**WHAT YOU SHOULD DO:** Produce a verbatim copy of the entries listed below.

[Point labeling examples]
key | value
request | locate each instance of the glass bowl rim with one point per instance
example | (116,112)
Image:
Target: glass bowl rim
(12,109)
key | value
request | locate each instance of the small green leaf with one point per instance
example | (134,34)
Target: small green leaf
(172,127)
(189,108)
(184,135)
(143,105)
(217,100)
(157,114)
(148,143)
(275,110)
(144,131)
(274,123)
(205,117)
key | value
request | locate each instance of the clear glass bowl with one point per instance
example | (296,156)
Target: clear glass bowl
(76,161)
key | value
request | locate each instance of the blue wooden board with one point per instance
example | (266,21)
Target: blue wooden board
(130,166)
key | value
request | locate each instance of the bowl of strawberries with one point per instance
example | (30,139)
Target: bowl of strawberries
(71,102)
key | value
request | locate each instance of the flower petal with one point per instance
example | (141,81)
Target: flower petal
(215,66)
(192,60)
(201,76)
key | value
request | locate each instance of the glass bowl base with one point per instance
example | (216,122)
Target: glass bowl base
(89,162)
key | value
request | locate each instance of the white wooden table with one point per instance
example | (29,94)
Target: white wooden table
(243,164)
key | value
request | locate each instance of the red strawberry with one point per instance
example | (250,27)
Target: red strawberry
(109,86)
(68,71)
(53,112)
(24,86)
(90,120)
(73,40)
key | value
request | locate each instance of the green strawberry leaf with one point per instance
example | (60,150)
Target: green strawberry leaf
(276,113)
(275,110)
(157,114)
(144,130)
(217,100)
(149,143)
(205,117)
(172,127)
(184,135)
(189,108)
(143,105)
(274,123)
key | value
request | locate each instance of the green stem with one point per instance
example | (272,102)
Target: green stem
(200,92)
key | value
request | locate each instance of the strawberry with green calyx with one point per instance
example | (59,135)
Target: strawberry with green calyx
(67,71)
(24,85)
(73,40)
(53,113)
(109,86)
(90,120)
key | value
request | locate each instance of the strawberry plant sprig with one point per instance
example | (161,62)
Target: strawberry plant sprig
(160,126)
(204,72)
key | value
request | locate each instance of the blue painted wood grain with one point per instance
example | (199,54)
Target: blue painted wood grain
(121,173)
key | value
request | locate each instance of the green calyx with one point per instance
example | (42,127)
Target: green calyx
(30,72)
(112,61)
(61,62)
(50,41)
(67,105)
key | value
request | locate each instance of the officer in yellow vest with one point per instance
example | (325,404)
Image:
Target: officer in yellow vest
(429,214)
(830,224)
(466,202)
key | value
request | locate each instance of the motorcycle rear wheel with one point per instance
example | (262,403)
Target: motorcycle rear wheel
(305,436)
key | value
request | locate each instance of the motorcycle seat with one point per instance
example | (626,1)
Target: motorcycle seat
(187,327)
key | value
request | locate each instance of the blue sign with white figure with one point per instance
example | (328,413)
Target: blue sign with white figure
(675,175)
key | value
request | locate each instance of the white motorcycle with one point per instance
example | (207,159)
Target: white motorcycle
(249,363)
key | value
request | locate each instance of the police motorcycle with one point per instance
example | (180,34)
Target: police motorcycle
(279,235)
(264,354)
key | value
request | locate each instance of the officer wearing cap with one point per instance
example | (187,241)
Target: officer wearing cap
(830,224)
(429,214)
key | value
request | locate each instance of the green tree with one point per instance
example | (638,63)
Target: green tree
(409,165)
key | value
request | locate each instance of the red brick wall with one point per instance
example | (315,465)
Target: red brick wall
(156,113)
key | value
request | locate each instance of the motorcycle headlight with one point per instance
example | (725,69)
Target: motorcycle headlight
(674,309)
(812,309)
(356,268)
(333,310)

**IN RESPONSE:**
key | value
request | locate each instance of the glass bowl rim with one point per instance
example | (116,112)
Image:
Target: glass bowl rim
(12,109)
key | value
request | locate each instance of the small green leaf with one point per instance
example | (134,34)
Target: small green leaf
(172,127)
(189,108)
(184,135)
(143,105)
(217,100)
(157,114)
(148,143)
(275,110)
(144,131)
(274,123)
(205,117)
key | value
request | locate each instance of the clear glass bowl with one point per instance
example | (296,156)
Target: clear glass bowl
(76,161)
key | value
request | locate each instance of the blue wooden board with one point per instance
example | (266,21)
Target: blue wooden board
(130,166)
key | value
request | locate each instance of the bowl of strawberries with one point per instance
example | (30,139)
Target: bowl of strawberries
(71,102)
key | value
request | locate each instance of the flower petal with one point per instance
example | (141,81)
Target: flower petal
(215,66)
(192,60)
(201,76)
key | value
request | locate each instance of the glass bowl base with one point per instance
example | (216,122)
Target: glass bowl base
(89,162)
key | value
request | locate each instance of the white wooden table with one point per instance
example | (29,94)
Target: white wooden table
(243,164)
key | value
request | locate each instance of the red strawberry with one point per instance
example | (250,27)
Target: red strawberry
(109,86)
(68,71)
(53,112)
(24,86)
(90,120)
(73,40)
key | value
request | locate each instance of the green strawberry leaf with one point per instance
example | (60,150)
Target: green strawberry leaf
(276,113)
(275,110)
(157,114)
(144,130)
(217,100)
(149,143)
(205,117)
(172,127)
(184,135)
(189,108)
(143,105)
(274,123)
key | value
request | locate each instance of the green stem with one point per instance
example | (272,102)
Target: green stem
(200,92)
key | value
request | locate each instance of the strawberry with green calyx with one point per instance
example | (59,135)
Target: strawberry with green calyx
(67,71)
(24,85)
(73,40)
(53,113)
(109,86)
(90,120)
key | value
request | locate each instance of the strawberry plant sprig with one point per instance
example | (161,62)
Target: strawberry plant sprig
(160,126)
(204,72)
key | value
request | locate each instance of the blue painted wood grain with one point per instance
example | (199,54)
Target: blue painted wood grain
(121,173)
key | value
request | locate each instance of the green calyx with one point per instance
example | (42,127)
Target: green calyx
(30,72)
(112,61)
(61,62)
(50,41)
(67,105)
key | value
request | locate each instance of the officer in yellow vest with one point per instance
example | (325,404)
Image:
Target: officer in yellow vest
(429,214)
(830,224)
(466,202)
key | value
request | locate each instance of the motorcycle rear wheel with one point per instance
example | (262,403)
Target: motorcycle rear wheel
(305,436)
key | value
request | locate each instance of the motorcycle seat with one point per instance
example | (626,1)
Target: motorcycle seat
(187,327)
key | value
request | locate each instance of the blue sign with white figure with one point per instance
example | (328,413)
Target: blue sign with white figure
(675,175)
key | value
request | locate each instance of the white motorcycle with one point per instance
example | (207,159)
Target: white motorcycle
(249,363)
key | value
request | locate each instance of the police motorcycle with one point per instance
example | (180,34)
Target: police motorcycle
(279,235)
(264,354)
key | value
request | locate each instance of the officer wearing cap with one point per instance
example | (187,241)
Target: officer wearing cap
(830,224)
(429,214)
key | value
request | locate each instance of the green tree with one point per instance
example | (638,63)
Target: green tree
(409,165)
key | value
request | locate each instance of the red brick wall with one point per instance
example | (315,465)
Target: red brick wall
(156,113)
key | value
request | locate each instance of the motorcycle headlight with one point per instance
example | (725,69)
Target: motorcycle headlight
(674,309)
(812,309)
(356,268)
(333,310)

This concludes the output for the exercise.